Work required
How many lines in the entries below contain the string "wall"? Case counts, so give only the number.

Image point annotation entries
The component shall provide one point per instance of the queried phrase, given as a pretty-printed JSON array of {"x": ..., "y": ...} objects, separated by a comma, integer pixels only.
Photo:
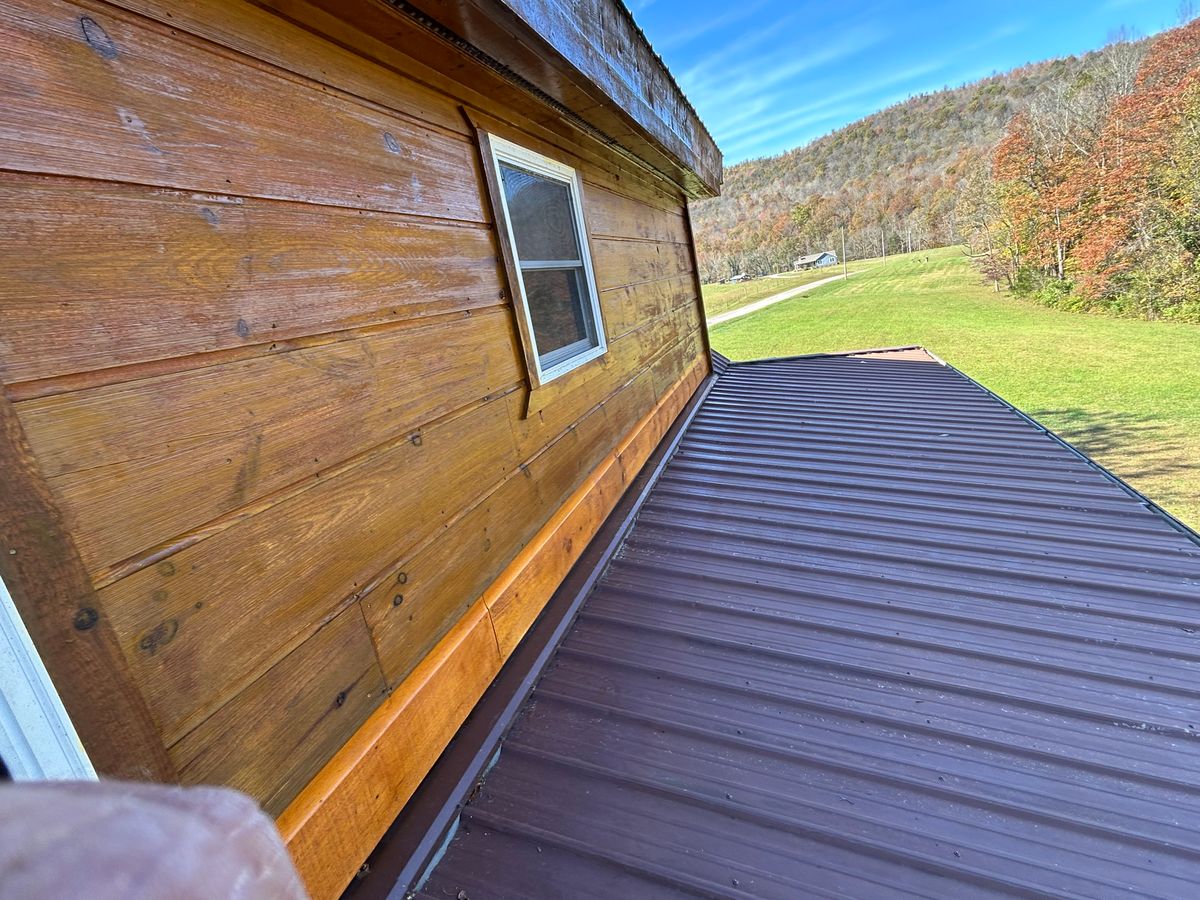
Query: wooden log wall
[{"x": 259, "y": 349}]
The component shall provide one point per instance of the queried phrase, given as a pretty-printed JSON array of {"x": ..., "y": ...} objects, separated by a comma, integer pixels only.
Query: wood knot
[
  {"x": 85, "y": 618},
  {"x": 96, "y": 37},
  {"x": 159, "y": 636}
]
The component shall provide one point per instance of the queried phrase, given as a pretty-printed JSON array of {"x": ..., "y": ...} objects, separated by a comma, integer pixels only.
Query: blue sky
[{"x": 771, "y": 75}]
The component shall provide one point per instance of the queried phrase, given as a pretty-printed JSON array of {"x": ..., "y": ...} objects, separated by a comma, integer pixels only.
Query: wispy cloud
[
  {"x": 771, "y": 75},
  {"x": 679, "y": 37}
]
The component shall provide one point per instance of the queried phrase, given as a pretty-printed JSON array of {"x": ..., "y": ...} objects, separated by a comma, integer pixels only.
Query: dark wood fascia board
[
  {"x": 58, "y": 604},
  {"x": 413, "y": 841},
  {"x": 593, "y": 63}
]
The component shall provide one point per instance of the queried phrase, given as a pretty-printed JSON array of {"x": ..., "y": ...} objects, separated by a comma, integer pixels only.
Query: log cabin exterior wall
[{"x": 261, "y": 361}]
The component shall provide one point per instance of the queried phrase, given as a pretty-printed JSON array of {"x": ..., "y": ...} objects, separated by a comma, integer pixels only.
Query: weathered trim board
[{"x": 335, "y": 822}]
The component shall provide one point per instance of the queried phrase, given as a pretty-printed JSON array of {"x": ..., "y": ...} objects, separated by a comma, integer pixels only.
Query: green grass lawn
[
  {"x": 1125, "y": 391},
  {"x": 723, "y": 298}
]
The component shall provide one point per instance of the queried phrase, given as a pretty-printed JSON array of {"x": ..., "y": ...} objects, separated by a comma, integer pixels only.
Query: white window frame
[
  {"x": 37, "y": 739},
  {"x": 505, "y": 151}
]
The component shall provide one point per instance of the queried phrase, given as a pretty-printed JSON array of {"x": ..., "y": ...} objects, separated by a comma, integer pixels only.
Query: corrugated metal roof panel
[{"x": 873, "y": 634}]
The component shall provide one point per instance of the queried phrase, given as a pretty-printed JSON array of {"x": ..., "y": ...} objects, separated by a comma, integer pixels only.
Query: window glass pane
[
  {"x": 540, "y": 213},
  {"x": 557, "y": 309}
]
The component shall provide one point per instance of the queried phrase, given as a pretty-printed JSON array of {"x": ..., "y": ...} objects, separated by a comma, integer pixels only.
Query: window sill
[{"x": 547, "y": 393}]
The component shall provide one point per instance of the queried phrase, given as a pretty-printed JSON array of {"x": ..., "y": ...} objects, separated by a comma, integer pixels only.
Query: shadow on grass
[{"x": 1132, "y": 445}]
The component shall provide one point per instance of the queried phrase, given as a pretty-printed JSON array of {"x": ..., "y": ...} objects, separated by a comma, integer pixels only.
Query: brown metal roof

Final answer
2